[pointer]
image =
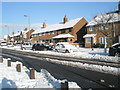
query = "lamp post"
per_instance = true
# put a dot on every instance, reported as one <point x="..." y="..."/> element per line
<point x="28" y="26"/>
<point x="8" y="33"/>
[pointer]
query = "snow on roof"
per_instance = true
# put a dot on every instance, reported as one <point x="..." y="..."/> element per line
<point x="104" y="17"/>
<point x="89" y="35"/>
<point x="5" y="36"/>
<point x="54" y="27"/>
<point x="63" y="36"/>
<point x="18" y="34"/>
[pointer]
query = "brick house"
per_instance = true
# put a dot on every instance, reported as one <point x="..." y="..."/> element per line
<point x="24" y="36"/>
<point x="69" y="31"/>
<point x="109" y="28"/>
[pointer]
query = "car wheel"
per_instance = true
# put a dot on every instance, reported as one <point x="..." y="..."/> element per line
<point x="56" y="50"/>
<point x="24" y="48"/>
<point x="67" y="51"/>
<point x="117" y="54"/>
<point x="45" y="49"/>
<point x="33" y="49"/>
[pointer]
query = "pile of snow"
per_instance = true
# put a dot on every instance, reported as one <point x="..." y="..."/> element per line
<point x="98" y="68"/>
<point x="10" y="78"/>
<point x="85" y="53"/>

________________________

Print all the rows above word for word, from the first to the last, leaving out the pictures.

[pointer]
image =
query = "lamp post"
per_instance = true
# put a dot on every instance, reported as one <point x="..." y="..."/> element per line
<point x="28" y="26"/>
<point x="8" y="33"/>
[pointer]
query = "snow on roof"
per_instance = true
# put a dot on every instance, reported as one <point x="..." y="..."/> element per line
<point x="104" y="17"/>
<point x="89" y="35"/>
<point x="5" y="36"/>
<point x="54" y="27"/>
<point x="63" y="36"/>
<point x="18" y="34"/>
[pointer]
query = "brick house"
per_instance = true
# put a dot on every instance, reported as one <point x="..." y="..."/> element per line
<point x="24" y="36"/>
<point x="69" y="31"/>
<point x="109" y="28"/>
[pointer]
query = "car wheel"
per_instance = true
# put a dot on every instance, reported as one <point x="..." y="..."/> element per line
<point x="56" y="50"/>
<point x="24" y="48"/>
<point x="67" y="51"/>
<point x="117" y="54"/>
<point x="45" y="49"/>
<point x="33" y="49"/>
[pointer]
query = "pile of snow"
per_instance = true
# put a dot on every instance, reported as one <point x="..." y="..."/> element per line
<point x="98" y="68"/>
<point x="10" y="78"/>
<point x="85" y="53"/>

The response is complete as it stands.